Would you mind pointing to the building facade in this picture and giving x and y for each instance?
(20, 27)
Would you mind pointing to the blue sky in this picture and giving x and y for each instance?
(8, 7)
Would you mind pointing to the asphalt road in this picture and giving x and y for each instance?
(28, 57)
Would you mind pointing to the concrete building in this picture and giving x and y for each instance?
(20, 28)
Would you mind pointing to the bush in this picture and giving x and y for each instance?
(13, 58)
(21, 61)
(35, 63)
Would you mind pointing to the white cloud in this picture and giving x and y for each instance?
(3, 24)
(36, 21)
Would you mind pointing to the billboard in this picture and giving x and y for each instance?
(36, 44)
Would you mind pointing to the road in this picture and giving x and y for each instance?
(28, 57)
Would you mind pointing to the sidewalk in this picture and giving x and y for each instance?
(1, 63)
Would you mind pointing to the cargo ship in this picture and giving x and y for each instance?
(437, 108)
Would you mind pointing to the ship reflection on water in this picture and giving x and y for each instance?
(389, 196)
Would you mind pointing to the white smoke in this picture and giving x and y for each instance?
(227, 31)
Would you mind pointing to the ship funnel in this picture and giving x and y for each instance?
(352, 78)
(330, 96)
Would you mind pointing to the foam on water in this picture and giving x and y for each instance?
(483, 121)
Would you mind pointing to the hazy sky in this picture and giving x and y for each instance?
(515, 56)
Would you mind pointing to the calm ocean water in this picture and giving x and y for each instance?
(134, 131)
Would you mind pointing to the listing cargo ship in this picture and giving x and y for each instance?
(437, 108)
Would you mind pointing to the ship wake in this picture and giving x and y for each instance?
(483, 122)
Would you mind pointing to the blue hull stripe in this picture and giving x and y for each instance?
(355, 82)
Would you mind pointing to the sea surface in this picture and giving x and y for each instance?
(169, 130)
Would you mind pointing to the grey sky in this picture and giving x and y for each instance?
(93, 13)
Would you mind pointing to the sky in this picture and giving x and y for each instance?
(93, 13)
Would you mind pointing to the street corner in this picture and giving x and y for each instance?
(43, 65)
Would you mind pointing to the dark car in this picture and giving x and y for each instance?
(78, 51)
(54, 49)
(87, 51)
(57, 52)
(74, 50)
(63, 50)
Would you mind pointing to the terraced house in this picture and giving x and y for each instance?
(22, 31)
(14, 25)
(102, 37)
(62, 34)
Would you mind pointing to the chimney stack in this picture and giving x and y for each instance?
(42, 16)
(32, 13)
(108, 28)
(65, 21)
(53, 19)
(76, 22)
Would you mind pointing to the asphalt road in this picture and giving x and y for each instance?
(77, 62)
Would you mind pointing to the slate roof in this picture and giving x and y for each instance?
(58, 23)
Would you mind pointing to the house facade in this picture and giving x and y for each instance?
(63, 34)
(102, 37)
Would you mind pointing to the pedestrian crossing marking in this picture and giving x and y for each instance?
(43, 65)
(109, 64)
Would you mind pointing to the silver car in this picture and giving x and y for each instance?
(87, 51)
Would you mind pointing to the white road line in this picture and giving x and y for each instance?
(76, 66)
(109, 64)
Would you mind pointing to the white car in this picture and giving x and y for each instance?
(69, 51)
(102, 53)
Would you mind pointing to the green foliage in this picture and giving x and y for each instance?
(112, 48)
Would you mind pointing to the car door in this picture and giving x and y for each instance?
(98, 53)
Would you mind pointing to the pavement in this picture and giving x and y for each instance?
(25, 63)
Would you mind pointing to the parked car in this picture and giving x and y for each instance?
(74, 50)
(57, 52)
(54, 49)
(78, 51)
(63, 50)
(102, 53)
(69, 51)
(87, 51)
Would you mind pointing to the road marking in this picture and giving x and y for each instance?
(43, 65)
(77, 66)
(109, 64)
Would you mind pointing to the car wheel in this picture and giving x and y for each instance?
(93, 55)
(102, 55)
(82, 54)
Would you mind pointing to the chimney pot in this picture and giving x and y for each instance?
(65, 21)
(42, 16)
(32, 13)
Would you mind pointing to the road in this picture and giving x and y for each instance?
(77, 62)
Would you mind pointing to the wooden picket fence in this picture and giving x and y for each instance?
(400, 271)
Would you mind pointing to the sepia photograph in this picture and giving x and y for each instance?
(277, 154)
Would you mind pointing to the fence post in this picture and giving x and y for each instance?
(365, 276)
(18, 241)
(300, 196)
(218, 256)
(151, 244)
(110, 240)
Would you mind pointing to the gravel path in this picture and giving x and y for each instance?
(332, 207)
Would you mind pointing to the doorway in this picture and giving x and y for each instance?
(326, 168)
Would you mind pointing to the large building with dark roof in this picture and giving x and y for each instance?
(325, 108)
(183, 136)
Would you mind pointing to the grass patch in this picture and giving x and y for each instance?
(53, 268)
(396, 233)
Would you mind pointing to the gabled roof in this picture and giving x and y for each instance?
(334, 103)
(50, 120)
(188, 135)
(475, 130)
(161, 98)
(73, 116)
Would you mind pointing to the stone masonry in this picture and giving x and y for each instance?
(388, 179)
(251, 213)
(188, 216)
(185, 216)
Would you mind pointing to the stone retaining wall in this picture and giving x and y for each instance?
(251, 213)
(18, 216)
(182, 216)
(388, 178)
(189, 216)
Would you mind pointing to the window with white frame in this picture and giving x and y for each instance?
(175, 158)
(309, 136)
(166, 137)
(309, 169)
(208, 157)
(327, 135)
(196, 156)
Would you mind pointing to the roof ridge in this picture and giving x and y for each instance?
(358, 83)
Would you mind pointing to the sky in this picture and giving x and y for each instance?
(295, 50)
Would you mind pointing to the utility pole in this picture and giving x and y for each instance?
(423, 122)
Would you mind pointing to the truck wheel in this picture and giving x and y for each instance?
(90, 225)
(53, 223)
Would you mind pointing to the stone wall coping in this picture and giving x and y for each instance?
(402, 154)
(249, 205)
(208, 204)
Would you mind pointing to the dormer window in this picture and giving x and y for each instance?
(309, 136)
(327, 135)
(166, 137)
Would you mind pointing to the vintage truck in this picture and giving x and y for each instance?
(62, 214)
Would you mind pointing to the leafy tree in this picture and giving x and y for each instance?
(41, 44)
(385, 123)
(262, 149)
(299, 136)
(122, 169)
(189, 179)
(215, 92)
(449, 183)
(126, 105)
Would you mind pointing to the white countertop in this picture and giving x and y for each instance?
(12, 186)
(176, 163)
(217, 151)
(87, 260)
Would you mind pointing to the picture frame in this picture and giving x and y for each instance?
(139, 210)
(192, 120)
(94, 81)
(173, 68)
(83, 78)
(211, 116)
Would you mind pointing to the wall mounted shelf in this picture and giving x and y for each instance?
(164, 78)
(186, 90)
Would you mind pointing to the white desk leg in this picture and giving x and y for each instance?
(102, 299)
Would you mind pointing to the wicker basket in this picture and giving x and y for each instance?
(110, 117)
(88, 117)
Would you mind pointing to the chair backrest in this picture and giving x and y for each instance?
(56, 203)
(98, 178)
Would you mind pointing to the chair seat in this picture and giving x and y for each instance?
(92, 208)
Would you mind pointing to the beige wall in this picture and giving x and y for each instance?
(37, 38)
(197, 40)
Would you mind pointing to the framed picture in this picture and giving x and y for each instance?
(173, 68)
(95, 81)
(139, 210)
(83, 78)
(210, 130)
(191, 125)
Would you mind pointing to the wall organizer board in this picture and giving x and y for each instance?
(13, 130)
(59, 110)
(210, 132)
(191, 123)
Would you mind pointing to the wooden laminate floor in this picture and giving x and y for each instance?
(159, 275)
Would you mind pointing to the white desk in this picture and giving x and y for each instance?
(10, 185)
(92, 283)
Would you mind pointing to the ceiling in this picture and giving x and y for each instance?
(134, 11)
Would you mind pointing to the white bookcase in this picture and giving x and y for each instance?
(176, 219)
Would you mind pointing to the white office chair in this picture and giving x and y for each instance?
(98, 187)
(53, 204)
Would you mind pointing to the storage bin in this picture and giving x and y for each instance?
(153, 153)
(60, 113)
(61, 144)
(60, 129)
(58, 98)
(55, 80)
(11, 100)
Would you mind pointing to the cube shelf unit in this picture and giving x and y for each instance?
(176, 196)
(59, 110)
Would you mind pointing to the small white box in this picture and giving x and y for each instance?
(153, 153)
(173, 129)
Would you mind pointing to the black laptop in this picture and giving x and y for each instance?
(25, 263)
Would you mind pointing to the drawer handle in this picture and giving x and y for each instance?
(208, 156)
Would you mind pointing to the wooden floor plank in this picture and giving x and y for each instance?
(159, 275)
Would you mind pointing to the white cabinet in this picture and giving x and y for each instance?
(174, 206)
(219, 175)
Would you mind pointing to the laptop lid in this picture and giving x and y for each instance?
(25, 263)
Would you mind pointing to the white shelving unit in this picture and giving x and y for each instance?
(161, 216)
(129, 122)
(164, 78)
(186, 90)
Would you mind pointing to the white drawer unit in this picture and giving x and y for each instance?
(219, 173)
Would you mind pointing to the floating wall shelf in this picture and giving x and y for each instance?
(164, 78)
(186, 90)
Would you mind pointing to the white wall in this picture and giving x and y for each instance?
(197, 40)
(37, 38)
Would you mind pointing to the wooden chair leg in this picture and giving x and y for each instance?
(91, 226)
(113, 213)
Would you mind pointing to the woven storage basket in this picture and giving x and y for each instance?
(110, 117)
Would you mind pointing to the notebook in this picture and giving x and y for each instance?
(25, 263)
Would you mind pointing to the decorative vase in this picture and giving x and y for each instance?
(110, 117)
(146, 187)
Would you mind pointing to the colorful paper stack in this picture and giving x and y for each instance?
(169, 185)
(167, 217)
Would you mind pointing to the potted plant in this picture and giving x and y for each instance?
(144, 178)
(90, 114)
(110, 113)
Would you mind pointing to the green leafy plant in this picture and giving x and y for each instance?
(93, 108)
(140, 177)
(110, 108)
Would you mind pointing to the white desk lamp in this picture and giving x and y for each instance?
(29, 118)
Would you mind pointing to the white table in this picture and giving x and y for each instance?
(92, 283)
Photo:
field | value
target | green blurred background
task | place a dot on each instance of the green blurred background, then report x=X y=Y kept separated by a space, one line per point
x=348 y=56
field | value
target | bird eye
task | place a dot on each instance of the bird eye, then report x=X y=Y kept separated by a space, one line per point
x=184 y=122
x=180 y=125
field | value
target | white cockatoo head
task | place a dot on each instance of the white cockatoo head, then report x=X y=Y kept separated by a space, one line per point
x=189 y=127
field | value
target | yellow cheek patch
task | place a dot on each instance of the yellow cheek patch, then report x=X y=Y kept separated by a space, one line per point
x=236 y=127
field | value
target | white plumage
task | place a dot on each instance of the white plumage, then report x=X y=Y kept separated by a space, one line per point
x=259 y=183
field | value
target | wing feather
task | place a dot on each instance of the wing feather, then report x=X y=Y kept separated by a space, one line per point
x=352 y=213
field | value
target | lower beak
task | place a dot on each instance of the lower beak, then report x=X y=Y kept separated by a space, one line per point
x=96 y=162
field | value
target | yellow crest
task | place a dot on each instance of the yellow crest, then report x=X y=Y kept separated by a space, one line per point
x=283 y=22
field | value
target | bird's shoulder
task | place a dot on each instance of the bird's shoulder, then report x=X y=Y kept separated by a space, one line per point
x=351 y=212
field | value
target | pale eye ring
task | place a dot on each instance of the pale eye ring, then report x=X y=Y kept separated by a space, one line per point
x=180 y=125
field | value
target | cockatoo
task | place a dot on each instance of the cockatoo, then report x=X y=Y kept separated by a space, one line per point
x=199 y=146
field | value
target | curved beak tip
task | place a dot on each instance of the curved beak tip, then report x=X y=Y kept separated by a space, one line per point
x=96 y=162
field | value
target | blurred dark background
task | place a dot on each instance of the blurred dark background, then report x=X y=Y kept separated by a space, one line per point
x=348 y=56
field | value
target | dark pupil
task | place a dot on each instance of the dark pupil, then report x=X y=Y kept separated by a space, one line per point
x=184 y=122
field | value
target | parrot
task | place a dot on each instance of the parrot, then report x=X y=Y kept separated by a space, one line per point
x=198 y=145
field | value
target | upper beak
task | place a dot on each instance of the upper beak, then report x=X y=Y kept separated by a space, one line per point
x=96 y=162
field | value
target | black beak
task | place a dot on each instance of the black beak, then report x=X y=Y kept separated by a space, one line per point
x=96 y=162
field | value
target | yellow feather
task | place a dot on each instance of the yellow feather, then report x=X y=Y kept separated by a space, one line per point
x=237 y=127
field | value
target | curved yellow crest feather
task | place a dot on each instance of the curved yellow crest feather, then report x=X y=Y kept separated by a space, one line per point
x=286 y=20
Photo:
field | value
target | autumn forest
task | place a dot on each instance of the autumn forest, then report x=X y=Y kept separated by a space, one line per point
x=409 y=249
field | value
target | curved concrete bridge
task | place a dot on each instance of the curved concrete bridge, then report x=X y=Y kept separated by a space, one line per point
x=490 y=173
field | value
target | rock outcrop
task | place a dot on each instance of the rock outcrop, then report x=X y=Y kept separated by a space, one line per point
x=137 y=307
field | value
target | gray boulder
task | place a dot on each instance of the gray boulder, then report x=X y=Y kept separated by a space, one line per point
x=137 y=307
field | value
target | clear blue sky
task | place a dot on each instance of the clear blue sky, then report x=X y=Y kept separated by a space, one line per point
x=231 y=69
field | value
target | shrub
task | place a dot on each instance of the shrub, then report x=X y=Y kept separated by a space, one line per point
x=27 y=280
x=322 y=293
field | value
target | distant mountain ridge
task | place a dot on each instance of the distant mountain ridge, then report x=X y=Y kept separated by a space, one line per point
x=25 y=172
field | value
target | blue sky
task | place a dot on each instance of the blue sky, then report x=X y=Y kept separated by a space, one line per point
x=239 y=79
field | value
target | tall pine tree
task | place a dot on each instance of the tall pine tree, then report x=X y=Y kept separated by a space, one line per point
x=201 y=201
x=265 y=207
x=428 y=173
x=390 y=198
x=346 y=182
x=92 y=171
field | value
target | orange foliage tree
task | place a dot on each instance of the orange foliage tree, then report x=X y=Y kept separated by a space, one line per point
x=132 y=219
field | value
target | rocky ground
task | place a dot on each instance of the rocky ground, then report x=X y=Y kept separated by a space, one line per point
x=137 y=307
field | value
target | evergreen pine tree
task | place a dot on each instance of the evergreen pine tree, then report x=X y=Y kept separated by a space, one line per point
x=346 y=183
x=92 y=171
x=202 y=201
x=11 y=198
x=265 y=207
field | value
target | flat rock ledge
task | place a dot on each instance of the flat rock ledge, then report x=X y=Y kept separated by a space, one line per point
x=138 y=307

**Task to carry out**
Everything from the line with "target | autumn forest" through the line with "target | gray boulder" should be written out exactly as it appears above, end lines included, and nothing outside that range.

**Answer space**
target | autumn forest
task | place a dot on each instance of the autumn forest, then report x=X y=Y kept separated by a space, one line per point
x=409 y=249
field | value
target | curved concrete bridge
task | place a dot on each instance of the curved concrete bridge, then report x=X y=Y kept separated by a space, one line per point
x=490 y=173
field | value
target | rock outcrop
task | place a dot on each instance of the rock outcrop, then report x=X y=Y kept separated by a space, one line per point
x=137 y=307
field | value
target | gray boulder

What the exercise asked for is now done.